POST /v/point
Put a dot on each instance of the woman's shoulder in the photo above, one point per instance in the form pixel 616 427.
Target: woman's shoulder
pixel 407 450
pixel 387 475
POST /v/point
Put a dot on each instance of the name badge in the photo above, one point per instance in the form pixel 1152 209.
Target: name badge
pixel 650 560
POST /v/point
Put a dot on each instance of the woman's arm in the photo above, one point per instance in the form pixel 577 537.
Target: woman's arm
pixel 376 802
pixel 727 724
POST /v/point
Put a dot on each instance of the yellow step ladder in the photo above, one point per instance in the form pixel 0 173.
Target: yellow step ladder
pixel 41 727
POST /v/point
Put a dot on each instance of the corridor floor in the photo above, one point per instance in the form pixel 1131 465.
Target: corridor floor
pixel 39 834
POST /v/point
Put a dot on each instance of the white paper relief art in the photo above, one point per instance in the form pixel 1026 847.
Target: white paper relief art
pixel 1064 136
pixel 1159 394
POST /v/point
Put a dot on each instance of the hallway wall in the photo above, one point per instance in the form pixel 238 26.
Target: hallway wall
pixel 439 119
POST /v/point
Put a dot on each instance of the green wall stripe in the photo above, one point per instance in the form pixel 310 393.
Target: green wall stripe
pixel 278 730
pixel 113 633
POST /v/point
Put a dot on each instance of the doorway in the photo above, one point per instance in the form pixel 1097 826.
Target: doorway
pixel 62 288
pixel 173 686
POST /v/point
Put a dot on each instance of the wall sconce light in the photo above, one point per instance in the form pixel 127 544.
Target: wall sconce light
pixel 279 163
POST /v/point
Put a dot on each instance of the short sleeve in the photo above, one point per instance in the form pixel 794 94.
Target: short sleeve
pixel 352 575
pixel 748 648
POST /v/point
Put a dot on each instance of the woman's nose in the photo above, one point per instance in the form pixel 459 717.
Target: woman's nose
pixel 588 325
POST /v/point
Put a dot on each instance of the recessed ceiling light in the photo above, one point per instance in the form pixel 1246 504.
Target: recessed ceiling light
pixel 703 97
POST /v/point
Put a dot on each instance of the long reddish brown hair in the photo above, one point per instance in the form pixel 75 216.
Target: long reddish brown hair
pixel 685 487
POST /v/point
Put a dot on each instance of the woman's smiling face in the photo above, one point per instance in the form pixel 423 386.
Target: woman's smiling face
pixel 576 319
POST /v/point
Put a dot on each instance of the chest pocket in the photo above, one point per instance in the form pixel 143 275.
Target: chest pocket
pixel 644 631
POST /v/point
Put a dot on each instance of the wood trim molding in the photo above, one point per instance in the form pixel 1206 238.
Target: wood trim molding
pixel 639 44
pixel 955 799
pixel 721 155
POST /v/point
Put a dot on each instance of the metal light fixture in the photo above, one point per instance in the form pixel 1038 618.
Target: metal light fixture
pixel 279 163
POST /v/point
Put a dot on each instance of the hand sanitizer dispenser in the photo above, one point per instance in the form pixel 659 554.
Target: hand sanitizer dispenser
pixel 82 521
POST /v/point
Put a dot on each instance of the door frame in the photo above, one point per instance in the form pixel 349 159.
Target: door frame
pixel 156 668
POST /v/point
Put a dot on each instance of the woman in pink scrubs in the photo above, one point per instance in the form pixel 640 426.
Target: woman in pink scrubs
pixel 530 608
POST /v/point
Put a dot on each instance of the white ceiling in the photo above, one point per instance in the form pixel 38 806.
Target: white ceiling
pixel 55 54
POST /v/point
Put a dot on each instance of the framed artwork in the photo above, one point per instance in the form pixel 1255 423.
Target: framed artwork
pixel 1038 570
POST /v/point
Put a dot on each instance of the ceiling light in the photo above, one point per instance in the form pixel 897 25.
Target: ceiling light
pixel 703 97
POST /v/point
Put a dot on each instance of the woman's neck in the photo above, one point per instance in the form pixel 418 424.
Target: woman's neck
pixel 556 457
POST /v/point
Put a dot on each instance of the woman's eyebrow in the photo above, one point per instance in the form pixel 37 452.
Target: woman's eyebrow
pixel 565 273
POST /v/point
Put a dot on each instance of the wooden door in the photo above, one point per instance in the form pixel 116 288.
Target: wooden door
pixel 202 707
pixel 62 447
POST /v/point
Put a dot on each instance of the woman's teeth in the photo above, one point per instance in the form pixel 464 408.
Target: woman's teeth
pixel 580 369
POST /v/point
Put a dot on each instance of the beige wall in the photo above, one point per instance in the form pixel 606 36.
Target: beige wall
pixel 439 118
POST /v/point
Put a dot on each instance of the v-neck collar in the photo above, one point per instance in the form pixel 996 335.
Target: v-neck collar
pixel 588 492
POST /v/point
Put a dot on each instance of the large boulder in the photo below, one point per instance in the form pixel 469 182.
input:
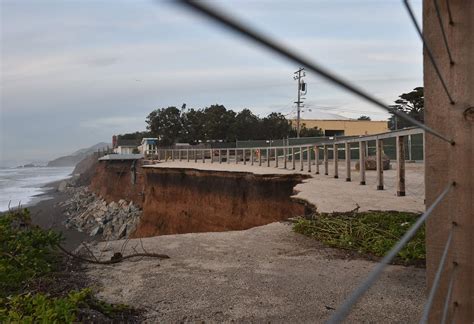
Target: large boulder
pixel 371 163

========

• [Instructions to follow] List each line in the items above that contains the string "teeth".

• [Finished exercise]
Put a dot on each instance of the woman's teeth in the photo above, one point per instance in the form pixel 464 408.
Target: woman's teeth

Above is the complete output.